**Task to complete**
Copy the entries below word for word, starting at the line containing "point_to finds the man in dark" and ending at the line containing "pixel 87 140", with both of those lines included. Leave the pictures out of your copy.

-- Listed entries start --

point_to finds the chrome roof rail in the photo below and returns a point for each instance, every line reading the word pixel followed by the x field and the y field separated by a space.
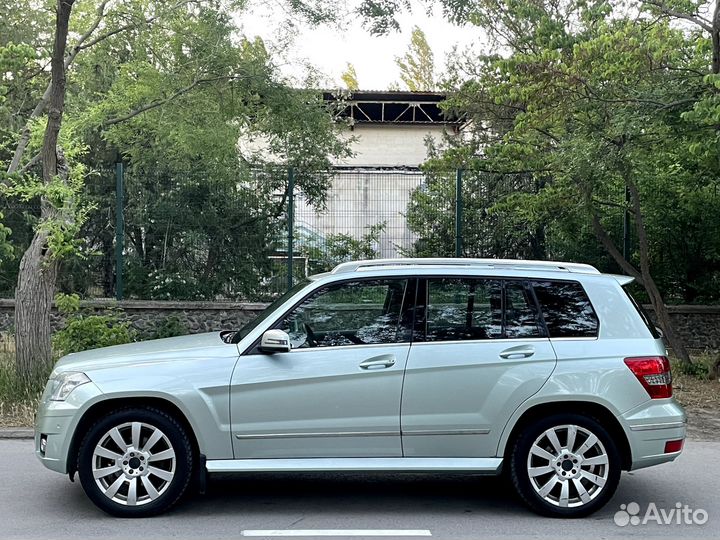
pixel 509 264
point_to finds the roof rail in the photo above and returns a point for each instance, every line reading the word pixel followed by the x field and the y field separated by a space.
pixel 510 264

-- Listed entries end --
-- Listed entries start --

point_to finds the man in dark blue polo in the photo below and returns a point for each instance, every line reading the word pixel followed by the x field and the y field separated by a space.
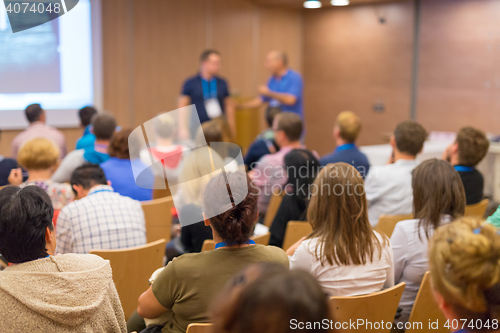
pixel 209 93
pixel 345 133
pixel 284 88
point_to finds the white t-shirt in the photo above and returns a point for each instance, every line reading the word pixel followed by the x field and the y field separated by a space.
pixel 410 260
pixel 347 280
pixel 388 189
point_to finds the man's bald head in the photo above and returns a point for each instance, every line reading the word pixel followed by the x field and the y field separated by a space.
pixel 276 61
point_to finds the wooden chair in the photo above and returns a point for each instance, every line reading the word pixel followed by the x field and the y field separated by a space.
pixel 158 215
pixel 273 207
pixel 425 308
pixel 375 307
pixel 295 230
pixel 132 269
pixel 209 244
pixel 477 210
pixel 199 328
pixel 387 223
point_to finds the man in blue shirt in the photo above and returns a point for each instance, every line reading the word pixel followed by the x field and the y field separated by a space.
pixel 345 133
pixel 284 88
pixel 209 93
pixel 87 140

-- Listed entries end --
-- Listed entries start --

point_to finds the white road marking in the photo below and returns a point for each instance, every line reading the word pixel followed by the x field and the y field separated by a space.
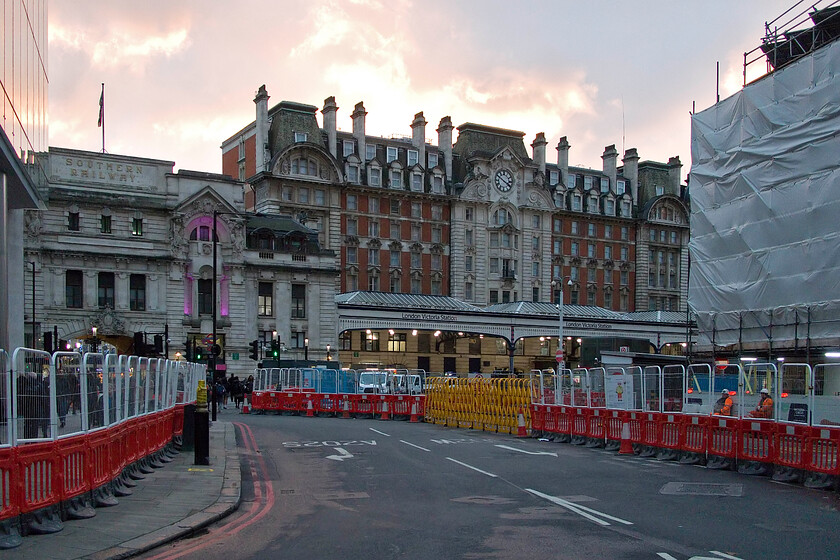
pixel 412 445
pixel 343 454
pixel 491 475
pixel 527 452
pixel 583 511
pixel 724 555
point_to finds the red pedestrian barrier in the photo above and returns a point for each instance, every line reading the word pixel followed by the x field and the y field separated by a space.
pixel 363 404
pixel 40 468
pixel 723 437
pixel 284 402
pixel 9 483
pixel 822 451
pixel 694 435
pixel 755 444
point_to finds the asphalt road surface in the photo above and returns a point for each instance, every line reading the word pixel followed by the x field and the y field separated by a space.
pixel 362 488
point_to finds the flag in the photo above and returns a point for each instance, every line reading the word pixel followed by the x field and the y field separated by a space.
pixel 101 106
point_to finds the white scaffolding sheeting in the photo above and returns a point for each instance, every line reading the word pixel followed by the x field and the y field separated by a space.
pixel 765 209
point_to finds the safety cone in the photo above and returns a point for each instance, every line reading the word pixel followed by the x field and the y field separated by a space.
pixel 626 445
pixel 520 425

-- Listed entries end --

**Exercise answer**
point_to finds the man in dark blue polo in the photo below and returns a point for each instance, every line reading the word pixel followed by the x field and the y field separated by a space.
pixel 209 93
pixel 345 133
pixel 284 88
point_to finds the white t-shirt in the photo above and returns a point for each instance, every line reading the word pixel followed by the x field and the y field separated by a space.
pixel 410 260
pixel 347 280
pixel 388 189
point_to finds the man's bald head in the photo above and returns a point for each instance, every line reading the word pixel followed by the x field and the y field separated by a space.
pixel 276 61
point_to finds the wooden chair in the photo above and returns a point for each instance, every line reading the word pixel followed by the x field and the y field separated by a space.
pixel 158 215
pixel 273 207
pixel 425 308
pixel 375 307
pixel 295 230
pixel 132 269
pixel 209 244
pixel 477 210
pixel 199 328
pixel 387 223
point_to finds the man in blue shirt in the photo above and returns a point for each instance, every line reading the word pixel followed by the x field and the y field separated by a space.
pixel 345 133
pixel 284 88
pixel 209 93
pixel 87 140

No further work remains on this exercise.